Copy out the rows that begin with the line containing "Highlight snow on van roof." and continue through the line containing "[352,93,742,538]", keeping both of those lines.

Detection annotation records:
※

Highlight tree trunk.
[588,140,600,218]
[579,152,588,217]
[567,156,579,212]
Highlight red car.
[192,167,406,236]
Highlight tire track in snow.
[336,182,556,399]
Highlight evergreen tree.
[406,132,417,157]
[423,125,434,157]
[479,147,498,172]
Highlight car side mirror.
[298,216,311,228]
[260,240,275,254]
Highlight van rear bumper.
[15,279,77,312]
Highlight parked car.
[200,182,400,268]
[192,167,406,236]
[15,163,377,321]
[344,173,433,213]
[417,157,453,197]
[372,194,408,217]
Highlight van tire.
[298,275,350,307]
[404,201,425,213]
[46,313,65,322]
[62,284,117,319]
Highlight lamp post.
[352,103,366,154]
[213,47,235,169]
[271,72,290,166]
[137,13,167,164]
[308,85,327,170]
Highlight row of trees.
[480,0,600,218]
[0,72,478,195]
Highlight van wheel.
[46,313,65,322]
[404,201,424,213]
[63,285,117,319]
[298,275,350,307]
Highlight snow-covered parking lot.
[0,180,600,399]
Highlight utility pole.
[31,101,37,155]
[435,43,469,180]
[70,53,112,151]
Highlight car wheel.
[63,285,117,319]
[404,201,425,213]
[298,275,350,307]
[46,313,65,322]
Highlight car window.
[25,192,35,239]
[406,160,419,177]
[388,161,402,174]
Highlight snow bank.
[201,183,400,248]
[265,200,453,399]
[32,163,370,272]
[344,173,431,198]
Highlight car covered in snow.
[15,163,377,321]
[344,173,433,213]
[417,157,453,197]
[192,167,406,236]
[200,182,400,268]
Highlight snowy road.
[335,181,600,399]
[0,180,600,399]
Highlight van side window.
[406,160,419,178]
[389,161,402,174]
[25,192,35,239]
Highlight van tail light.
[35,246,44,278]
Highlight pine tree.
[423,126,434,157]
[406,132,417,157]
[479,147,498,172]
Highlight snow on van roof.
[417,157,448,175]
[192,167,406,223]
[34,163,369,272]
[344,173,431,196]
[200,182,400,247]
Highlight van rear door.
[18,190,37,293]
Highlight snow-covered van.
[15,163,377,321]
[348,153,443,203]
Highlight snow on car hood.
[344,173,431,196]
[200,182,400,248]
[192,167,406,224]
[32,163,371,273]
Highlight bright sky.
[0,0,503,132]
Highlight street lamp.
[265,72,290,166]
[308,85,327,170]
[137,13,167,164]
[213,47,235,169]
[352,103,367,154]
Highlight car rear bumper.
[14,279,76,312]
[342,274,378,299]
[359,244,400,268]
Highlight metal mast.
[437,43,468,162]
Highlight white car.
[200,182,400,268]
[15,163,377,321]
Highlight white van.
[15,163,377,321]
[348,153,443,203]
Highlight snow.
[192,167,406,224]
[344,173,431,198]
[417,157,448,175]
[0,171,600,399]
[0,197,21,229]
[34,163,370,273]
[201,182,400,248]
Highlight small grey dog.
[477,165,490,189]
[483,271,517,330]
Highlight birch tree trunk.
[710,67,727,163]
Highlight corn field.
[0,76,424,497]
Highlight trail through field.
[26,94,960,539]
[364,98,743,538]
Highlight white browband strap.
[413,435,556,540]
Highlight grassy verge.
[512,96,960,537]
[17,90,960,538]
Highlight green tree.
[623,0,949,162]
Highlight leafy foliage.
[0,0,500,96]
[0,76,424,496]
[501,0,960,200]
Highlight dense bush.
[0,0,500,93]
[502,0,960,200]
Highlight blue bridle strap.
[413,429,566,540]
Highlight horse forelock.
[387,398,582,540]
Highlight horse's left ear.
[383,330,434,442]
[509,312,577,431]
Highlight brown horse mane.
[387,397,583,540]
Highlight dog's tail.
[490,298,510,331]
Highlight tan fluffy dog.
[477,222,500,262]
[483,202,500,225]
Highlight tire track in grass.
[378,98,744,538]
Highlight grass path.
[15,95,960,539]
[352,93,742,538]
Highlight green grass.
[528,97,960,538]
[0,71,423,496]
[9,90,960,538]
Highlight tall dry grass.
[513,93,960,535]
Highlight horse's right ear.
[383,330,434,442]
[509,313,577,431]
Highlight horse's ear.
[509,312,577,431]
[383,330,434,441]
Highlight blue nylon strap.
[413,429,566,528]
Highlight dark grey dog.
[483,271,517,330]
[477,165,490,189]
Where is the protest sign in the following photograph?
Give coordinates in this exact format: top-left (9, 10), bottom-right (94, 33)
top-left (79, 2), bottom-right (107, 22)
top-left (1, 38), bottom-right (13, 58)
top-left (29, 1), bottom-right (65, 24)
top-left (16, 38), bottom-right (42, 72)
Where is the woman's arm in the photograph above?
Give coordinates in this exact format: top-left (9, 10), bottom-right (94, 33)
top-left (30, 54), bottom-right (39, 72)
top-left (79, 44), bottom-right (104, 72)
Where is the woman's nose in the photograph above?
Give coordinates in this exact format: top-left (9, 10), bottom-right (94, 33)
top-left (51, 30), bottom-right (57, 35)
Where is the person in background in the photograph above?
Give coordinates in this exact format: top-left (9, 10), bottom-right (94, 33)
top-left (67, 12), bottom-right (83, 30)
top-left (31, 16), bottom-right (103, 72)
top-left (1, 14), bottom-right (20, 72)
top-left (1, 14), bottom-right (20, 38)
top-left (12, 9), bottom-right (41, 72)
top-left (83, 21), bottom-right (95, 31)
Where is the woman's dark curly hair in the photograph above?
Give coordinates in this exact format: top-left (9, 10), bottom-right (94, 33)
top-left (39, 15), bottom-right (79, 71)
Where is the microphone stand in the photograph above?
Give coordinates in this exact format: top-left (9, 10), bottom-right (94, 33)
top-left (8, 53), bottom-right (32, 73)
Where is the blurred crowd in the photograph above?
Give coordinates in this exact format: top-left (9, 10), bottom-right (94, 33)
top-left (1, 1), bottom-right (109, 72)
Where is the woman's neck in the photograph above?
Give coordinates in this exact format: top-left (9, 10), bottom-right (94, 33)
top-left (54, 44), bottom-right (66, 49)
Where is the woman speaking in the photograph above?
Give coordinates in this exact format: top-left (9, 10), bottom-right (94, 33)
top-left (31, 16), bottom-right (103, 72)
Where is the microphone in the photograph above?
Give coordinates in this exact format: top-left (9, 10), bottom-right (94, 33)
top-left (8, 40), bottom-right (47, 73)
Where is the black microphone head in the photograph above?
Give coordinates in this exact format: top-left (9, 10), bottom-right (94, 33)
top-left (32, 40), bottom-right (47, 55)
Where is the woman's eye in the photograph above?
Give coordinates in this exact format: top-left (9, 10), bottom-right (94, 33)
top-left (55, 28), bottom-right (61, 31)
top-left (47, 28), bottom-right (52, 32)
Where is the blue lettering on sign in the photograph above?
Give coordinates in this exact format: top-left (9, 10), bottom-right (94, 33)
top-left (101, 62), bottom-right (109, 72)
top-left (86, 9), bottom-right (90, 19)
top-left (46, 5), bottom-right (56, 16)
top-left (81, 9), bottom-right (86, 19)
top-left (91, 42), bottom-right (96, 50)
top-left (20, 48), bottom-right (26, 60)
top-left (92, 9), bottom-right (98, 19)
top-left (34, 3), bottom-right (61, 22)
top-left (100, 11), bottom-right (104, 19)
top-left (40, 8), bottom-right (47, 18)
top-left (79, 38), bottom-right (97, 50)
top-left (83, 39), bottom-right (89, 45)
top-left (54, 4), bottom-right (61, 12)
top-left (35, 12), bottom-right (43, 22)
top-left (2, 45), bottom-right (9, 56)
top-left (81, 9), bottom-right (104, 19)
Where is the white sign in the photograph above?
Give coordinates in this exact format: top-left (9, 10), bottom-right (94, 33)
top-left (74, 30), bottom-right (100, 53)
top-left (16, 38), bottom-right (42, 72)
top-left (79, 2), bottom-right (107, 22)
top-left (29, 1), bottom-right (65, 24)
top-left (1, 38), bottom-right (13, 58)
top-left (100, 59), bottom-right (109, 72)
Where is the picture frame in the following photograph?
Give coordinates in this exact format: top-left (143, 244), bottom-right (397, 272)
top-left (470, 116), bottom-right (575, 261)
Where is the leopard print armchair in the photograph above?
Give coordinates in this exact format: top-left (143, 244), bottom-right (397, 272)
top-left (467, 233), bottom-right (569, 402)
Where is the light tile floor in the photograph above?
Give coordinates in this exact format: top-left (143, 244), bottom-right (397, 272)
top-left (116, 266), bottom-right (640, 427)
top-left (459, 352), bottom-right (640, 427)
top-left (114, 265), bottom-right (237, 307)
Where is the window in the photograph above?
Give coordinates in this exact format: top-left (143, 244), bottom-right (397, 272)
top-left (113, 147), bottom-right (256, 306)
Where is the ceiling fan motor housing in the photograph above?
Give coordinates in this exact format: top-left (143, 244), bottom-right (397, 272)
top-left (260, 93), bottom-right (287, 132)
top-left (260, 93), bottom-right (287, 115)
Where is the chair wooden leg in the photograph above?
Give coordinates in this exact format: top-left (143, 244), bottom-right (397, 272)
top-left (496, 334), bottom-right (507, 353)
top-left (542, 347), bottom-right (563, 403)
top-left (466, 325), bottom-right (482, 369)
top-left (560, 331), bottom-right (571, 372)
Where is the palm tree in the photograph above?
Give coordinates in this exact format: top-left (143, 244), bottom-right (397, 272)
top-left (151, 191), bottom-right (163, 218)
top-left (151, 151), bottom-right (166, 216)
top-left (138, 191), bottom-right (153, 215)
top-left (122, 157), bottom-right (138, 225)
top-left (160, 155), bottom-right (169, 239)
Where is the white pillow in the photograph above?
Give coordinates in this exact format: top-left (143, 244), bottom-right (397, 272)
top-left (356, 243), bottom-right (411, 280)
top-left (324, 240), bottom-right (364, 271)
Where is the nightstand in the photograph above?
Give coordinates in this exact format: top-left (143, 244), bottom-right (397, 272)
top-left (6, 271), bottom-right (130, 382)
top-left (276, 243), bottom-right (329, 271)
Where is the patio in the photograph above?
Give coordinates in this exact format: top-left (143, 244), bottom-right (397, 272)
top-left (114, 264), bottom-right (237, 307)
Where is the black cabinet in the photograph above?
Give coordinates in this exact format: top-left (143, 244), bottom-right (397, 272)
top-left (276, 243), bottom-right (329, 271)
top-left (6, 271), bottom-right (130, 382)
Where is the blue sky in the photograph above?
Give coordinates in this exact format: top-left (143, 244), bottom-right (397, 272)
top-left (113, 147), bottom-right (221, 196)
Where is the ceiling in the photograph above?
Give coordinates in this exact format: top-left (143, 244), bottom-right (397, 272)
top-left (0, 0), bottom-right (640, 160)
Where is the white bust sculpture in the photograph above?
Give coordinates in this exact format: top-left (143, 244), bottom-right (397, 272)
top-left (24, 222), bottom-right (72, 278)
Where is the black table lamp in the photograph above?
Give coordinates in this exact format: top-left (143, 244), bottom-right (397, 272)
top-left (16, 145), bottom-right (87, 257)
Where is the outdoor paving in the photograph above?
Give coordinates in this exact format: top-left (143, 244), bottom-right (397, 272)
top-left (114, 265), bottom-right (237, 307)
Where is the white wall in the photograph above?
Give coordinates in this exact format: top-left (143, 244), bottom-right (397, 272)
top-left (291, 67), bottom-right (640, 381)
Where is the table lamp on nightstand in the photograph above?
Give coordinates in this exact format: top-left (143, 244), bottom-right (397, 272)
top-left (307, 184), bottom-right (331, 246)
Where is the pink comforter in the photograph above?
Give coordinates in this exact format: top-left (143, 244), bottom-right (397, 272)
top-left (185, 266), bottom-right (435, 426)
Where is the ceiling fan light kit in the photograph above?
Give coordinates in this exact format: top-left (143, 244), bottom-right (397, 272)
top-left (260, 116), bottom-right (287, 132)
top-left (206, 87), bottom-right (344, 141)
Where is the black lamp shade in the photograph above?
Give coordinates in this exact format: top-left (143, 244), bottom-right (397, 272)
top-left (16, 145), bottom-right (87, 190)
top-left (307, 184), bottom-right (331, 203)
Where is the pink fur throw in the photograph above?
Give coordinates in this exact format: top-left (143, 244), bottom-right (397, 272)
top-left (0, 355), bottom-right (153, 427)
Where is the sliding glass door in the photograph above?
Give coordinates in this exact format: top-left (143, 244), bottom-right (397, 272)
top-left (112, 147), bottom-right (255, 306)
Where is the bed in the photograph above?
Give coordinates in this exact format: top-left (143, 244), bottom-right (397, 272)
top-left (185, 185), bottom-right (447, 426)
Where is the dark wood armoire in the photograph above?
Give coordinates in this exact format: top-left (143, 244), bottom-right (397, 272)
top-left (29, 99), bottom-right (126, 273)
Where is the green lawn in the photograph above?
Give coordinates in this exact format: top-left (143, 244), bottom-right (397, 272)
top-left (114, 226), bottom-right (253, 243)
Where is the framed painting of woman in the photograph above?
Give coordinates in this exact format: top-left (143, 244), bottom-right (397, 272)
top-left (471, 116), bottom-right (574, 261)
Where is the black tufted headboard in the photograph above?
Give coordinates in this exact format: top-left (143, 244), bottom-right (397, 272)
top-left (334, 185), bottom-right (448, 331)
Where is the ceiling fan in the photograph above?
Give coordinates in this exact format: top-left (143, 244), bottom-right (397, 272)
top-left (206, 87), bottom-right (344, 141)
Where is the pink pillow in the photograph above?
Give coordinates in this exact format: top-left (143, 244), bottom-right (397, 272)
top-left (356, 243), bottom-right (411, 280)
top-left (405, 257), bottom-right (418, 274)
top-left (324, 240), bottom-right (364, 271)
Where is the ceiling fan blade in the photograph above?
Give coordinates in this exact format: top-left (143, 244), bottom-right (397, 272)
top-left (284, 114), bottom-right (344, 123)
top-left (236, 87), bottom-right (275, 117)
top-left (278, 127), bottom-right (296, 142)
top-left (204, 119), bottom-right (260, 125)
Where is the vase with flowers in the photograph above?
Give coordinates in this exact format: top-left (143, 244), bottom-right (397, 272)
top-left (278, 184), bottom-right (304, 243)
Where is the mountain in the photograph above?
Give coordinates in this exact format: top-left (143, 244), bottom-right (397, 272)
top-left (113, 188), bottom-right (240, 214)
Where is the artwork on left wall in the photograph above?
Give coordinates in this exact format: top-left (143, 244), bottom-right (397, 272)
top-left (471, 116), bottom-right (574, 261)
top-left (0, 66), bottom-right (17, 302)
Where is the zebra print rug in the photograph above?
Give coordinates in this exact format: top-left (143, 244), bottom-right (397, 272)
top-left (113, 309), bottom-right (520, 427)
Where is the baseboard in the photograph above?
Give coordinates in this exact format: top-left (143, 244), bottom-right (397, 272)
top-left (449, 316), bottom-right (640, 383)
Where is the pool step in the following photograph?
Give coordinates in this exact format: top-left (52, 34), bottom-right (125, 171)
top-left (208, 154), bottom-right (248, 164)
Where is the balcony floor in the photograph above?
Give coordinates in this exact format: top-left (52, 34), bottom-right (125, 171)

※

ANSWER TO THIS TASK:
Highlight snow on van roof.
[417,157,448,175]
[192,167,406,223]
[34,163,369,272]
[344,173,431,196]
[200,182,400,247]
Highlight van rear door.
[18,190,37,293]
Highlight snow-covered van.
[15,163,377,321]
[348,153,443,203]
Highlight snow on car hood.
[344,173,431,196]
[200,182,400,248]
[192,167,406,224]
[32,163,371,273]
Highlight bright sky.
[0,0,503,132]
Highlight street lamp.
[265,72,290,166]
[308,85,327,170]
[137,13,167,164]
[213,47,235,169]
[352,103,367,154]
Highlight car rear bumper.
[14,279,76,312]
[342,274,378,299]
[359,244,400,268]
Highlight metal mast.
[437,43,468,162]
Highlight white car.
[200,182,400,268]
[15,163,377,321]
Highlight white van.
[15,163,377,321]
[348,153,443,203]
Highlight snow.
[192,167,406,224]
[344,173,431,198]
[417,157,448,175]
[0,171,600,399]
[0,197,21,229]
[34,163,370,273]
[201,182,400,248]
Highlight small grey dog.
[477,165,490,189]
[483,271,517,330]
Highlight birch tree trunk.
[710,67,727,163]
Highlight corn field.
[0,76,424,497]
Highlight trail through field.
[26,94,960,539]
[364,98,743,538]
Highlight white browband strap.
[413,435,556,540]
Highlight grassy verge.
[512,96,960,537]
[17,90,960,538]
Highlight green tree.
[623,0,949,162]
Highlight leafy foliage.
[0,0,500,96]
[0,76,424,496]
[501,0,960,200]
Highlight dense bush.
[0,0,500,93]
[502,0,960,200]
Highlight blue bridle strap.
[413,429,566,540]
Highlight horse forelock.
[387,398,582,540]
Highlight horse's left ear.
[383,330,434,442]
[509,312,577,431]
Highlight brown horse mane.
[387,397,583,540]
Highlight dog's tail.
[490,298,510,331]
Highlight tan fluffy dog.
[477,222,500,262]
[483,202,500,225]
Highlight tire track in grass.
[378,98,744,538]
Highlight grass path.
[15,95,960,539]
[352,93,742,538]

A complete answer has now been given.